→ Page text:
┄┄┄┄┄┄┄┄┄┄

Research Article Open Access
Bactericidal potential of Agrochemicals against bacterial leaf spot pathogen Xanthomonas campestris pv. Vesicatoria of tomato prevalent in Nashik region, Maharashtra and ability of bacteria to form pesticide resistant mutant
Ajayasree T S*, S G Borkar And B G Barhate
Department of Plant Pathology and Agricultural Microbiology, Mahatma Phule Agriculture University, Rahuri, 413 722, Dist- Ahmednagar, Maharashtra state
*Corresponding author: AJAYASREE T S, Department of Plant Pathology and Agricultural Microbiology, Mahatma Phule Agriculture University, Rahuri, 413 722, Dist- Ahmednagar, Maharashtra state; E-mail: @
Received:August 27, 2018; Accepted: November 14, 2018; Published: November 15, 2018
Citation: Ajayasree TS, Borkar SG, Barhate BG (2018) Bactericidal potential of Agrochemicals against bacterial leaf spot pathogen Xanthomonas campestris pv. Vesicatoria of tomato prevalent in Nashik region, Maharashtra and ability of bacteria to form pesticide resistant mutant. J Adv Res Biotech 3(2):1-5. DOI: http://dx.doi.org/10.15226/2475-4714/3/2/00138
Abstract
Selection of suitable agrochemicals/pesticides plays an important role in the management of bacterial plant pathogen prevalent in a given area, may be due to the presence of pesticide resistance available in the pathogen. In this scenario, the assessment of bactericidal potential of agrochemical to be used in the management of bacterial plant pathogen is very necessary. To manage the bacterial leaf spot and blight pathogen Xanthomonas campestris pv. Vesicatoria on tomato prevalent in Nashik region, the bactericidal potential of various agrochemicals were assayed.

The bacterial potential of antibiotic Streptomycin sulphate, and Streptocycline; the bactericide Bactericin-100, and the Bordeaux mixture; the copper fungicide Copper-ox chloride and the dithiocarbamate group of fungicide Mancozeb; the combination of Copper ox chloride + Streptocycline were against the tomato leaf spot and blight pathogen Xanthomonas campestris pv. Vesicatoria under in vitro condition. The minimum inhibitory concentration of these agrochemicals against Xanthomonas campestris pv. Vesicatoria varies indicating the variable bactericidal potential of these agrochemicals against the said bacterium prevalent in Nashik areas.

┄┄┄┄┄┄┄┄┄┄

→ Given information:
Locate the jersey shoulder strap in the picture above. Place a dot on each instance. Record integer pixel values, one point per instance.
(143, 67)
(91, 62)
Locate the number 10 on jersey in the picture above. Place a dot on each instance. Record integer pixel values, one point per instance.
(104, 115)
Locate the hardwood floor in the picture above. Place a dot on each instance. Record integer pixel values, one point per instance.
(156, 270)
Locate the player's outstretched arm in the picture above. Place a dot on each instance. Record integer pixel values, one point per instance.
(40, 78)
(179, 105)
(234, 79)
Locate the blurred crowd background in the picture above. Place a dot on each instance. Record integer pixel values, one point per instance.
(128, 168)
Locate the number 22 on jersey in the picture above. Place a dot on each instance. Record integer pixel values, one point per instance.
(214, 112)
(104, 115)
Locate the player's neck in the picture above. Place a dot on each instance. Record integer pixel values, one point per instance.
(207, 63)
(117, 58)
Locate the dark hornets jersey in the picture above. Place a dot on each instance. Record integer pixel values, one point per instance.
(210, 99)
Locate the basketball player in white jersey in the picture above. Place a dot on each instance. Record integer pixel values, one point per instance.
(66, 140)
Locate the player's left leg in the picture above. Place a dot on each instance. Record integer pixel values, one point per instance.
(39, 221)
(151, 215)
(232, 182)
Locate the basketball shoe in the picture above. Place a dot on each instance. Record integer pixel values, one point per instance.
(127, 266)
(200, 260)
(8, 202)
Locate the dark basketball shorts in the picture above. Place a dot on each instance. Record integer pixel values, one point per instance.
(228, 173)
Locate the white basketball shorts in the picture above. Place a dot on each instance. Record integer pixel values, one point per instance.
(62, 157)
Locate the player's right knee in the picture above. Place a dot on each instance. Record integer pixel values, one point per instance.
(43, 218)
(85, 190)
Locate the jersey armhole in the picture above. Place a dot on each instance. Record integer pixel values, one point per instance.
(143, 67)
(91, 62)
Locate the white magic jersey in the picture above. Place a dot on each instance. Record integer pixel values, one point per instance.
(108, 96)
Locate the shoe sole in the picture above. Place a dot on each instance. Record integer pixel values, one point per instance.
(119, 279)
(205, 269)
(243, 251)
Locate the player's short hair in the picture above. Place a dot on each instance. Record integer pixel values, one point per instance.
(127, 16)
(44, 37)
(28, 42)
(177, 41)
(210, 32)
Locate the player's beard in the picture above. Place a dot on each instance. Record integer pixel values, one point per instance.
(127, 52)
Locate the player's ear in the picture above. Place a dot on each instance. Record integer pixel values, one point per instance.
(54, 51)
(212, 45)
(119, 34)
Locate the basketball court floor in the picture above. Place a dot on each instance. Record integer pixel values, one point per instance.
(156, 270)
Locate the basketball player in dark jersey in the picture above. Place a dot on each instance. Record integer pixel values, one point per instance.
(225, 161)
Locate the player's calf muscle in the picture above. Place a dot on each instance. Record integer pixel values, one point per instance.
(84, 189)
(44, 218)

┄┄┄┄┄┄┄┄┄┄

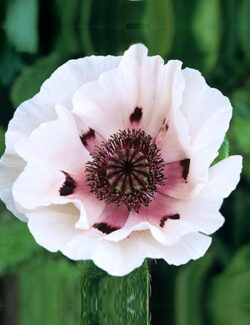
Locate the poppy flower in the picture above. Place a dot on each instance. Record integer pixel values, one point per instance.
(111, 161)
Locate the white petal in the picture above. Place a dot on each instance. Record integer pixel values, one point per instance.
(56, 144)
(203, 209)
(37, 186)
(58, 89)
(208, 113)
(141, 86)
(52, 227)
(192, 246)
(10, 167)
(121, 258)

┄┄┄┄┄┄┄┄┄┄

→ Aim of the exercise: Extend the research article on agrochemicals tested against the tomato leaf spot bacterium, beginning right after its final sentence.

→ Exercise response:
The bacterial population of Xanthomonas campestris pv. Vesicatoria was resistant to the antibiotic Terramycin, Streptomycin sulphate and to the fungicide Copper ox chloride, Mancozeb and a combination of Copper ox chloride + Streptomycin sulphate and induced the pesticide resistant mutant in the bacterium with various mutation frequencies. The mutation rate for Terramycin and Streptomycin sulphate was 3.5 x 10-4 and 2 x 10-4 respectively, whereas, for Dithane Z-78, Mancozeb and a combination of Copper ox chloride+ Streptomycin sulphate was 2.6 x 10-4, 8 x 10-5 and 5 x 10-5.respectively. The agrochemicals which were completely inhibitory to the bacterium and did not allow the formation of antibiotic or antibiotic + fungicide resistance mutant were Streptocycline, Streptocycline+ Copper ox chloride and Streptocycline + Bordeaux mixture.

Keywords: Antibiotics; Bactericides; Fungicides; Mutant
Introduction
Bacterial plant pathogens cause considerable losses due to their infection and spread under favorable climatic conditions (Borkar and Yumlembam 2016). The success of management of bacterial plant pathogens depends on the selection of suitable and effective agrochemicals/pesticides to control them. Most of the times, the bacterial plant pathogen develops the pesticide resistance to certain pesticides under field conditions. The development of this pesticide resistance can be a location specified in the crop region/areas depending upon the bacterial strains of the pathogen. Therefore, it is very necessary to know the efficacy of agrochemicals/pesticides against the bacterial pathogen in the given location.

Bacterial leaf spot and blight is a serious disease of tomato crop in tomato growing areas of Nashik district in Maharashtra state, India. The bacterial pathogen Xanthomonas campestris pv. Vesicatoria is prevalent in this region for over two decades (Borkar and Yumlembam 2016) in spite of much application of the pesticides on the crop to manage this bacterial disease. This may be due to the development of pesticide resistance in the bacterium, thereby making the pesticide/agrochemicals ineffective in its management. The rate of formation of pesticide-resistant mutant against the pesticide also varies with the pesticide and the strain of the pathogen (Anderson 2006; Araujo et al. 2012).

Therefore, in the present investigation, the bactericidal potential of agrochemicals used by the farmers against the bacterial leaf spot pathogen Xanthomonas campestris pv. Vesicatoria of tomato prevalent in Nashik region, Maharashtra and the ability of the bacterial population to form pesticide resistant mutant against these agrochemicals was studied.
Material and Methods
Isolation of bacterial pathogen from infected tomato leaves
The isolation of bacteria responsible for leaf spot and blight in tomato leaves, collected from the infected tomato crop in Nashik district of Maharashtra, was done on nutrient agar media by routine bacteriological laboratory techniques of isolation of plant pathogenic bacteria (Borkar 2018). The bacterium was identified as Xanthomonas campestris PV. Vesicatoria based on the identification test (Borkar 2018).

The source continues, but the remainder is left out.